Convert the items below into a two-column CSV with the header text,answer and one row per item. Put each item's text and its answer in quoted fields, and replace line breaks with spaces.

■ Task input ■
────────

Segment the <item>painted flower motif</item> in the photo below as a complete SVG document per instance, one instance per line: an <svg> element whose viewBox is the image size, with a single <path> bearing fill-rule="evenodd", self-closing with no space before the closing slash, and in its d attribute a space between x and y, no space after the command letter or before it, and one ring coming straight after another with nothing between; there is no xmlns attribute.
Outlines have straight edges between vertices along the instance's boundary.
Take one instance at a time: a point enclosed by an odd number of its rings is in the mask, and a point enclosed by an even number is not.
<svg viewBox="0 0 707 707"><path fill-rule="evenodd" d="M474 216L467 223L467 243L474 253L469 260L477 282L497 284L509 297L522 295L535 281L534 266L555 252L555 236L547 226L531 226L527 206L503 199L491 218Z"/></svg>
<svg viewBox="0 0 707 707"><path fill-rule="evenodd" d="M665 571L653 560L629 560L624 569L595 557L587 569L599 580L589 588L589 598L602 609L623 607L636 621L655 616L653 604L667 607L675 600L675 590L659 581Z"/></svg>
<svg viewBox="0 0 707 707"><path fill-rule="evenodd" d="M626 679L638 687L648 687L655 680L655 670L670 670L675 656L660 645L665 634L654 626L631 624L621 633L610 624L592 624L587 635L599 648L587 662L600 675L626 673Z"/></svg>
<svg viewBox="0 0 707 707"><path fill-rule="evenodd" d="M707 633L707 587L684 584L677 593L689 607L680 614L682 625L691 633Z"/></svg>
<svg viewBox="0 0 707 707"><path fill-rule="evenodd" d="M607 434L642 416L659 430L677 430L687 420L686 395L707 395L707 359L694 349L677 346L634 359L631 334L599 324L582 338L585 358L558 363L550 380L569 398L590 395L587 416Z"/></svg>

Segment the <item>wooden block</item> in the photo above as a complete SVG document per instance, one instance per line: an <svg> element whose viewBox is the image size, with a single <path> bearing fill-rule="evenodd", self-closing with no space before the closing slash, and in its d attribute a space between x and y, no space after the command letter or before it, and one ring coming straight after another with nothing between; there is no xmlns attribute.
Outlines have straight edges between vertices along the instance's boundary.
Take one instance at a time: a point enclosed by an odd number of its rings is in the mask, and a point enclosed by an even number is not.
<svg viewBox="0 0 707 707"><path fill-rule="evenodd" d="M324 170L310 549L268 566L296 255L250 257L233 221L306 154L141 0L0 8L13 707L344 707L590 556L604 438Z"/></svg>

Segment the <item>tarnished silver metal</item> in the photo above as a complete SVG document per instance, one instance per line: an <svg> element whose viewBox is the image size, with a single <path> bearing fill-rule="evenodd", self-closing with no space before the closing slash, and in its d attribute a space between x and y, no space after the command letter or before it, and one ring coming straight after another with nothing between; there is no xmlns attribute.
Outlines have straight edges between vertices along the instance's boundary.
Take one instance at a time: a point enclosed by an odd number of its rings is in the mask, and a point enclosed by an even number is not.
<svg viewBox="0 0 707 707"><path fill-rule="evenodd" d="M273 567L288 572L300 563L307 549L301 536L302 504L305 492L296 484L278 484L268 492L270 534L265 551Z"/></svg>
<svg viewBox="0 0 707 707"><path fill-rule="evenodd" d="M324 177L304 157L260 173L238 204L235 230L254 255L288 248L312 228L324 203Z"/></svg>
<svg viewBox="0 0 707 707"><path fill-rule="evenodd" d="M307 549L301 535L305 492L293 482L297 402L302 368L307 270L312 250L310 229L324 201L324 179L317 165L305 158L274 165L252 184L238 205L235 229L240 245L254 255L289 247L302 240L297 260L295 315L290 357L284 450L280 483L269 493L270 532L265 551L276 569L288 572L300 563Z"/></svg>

────────

■ The output ■
text,answer
"Segment the <item>painted flower motif</item> in the photo below as a complete SVG document per instance, one instance per line: an <svg> element whose viewBox is the image size, with a single <path> bearing fill-rule=""evenodd"", self-closing with no space before the closing slash, and in its d attribute a space between x and y, no space after the command letter or before it, and one ring coming straight after another with nothing between; there is no xmlns attribute. Outlines have straight edges between vertices along the instance's boundary. Take one instance at a time: a point enclosed by an odd number of its rings is in the mask, and a point enclosed by an even number is not.","<svg viewBox=""0 0 707 707""><path fill-rule=""evenodd"" d=""M474 216L467 223L467 243L474 253L469 260L477 282L497 284L509 297L522 295L535 281L534 266L555 252L555 236L547 226L531 226L527 206L503 199L491 218Z""/></svg> <svg viewBox=""0 0 707 707""><path fill-rule=""evenodd"" d=""M665 571L653 560L629 560L624 569L595 557L587 569L599 580L589 588L589 598L602 609L623 607L636 621L655 616L653 604L667 607L675 600L675 590L659 581Z""/></svg> <svg viewBox=""0 0 707 707""><path fill-rule=""evenodd"" d=""M626 679L638 687L648 687L655 680L655 670L670 670L675 656L660 645L665 634L654 626L631 624L621 633L610 624L592 624L587 635L599 648L587 662L600 675L626 673Z""/></svg> <svg viewBox=""0 0 707 707""><path fill-rule=""evenodd"" d=""M707 633L707 587L684 584L677 593L689 607L680 614L682 625L691 633Z""/></svg> <svg viewBox=""0 0 707 707""><path fill-rule=""evenodd"" d=""M607 434L642 416L659 430L677 430L687 420L686 395L707 395L707 359L694 349L677 346L634 359L631 334L599 324L582 338L585 358L558 363L550 380L569 398L590 395L587 416Z""/></svg>"
"Segment the <item>wooden block</item> in the photo above as a complete SVG document per instance, one instance per line: an <svg> element whose viewBox is the image size, with a single <path> bearing fill-rule=""evenodd"", self-closing with no space before the closing slash, and in its d attribute a space between x and y, no space after the command letter or before it, and one ring coming straight after another with nothing between; there is no xmlns attribute. Outlines have straight edges between vertices along the instance's boundary. Take one instance at a time: a point enclosed by an odd number of its rings is in the mask, and a point enclosed by an even number is not.","<svg viewBox=""0 0 707 707""><path fill-rule=""evenodd"" d=""M324 170L310 549L268 566L296 255L250 257L233 221L306 154L141 0L0 8L13 707L344 707L590 556L604 438Z""/></svg>"
"Segment the <item>tarnished silver metal</item> in the photo above as a complete SVG document per instance, one instance per line: an <svg> element whose viewBox is the image size, with a single <path> bearing fill-rule=""evenodd"", self-closing with no space before the closing slash, and in its d attribute a space between x and y, no space after the command letter or before it, and one ring coming straight after another with nothing between; there is no xmlns attribute. Outlines have straight edges between vertices along the instance's boundary. Take one instance at a time: a point enclosed by an odd number of its rings is in the mask, and a point enclosed by an even number is not.","<svg viewBox=""0 0 707 707""><path fill-rule=""evenodd"" d=""M273 567L288 572L300 563L307 549L301 536L302 504L305 492L296 484L278 484L268 492L270 534L265 551Z""/></svg> <svg viewBox=""0 0 707 707""><path fill-rule=""evenodd"" d=""M324 177L304 157L260 173L238 204L235 230L254 255L288 248L312 228L324 203Z""/></svg> <svg viewBox=""0 0 707 707""><path fill-rule=""evenodd"" d=""M307 549L301 535L305 492L293 482L297 402L302 368L307 270L312 250L310 229L324 201L324 179L317 165L305 158L274 165L252 184L238 205L235 229L240 245L254 255L289 247L302 240L297 260L295 315L290 357L284 450L280 483L269 493L270 532L265 551L276 569L288 572L300 563Z""/></svg>"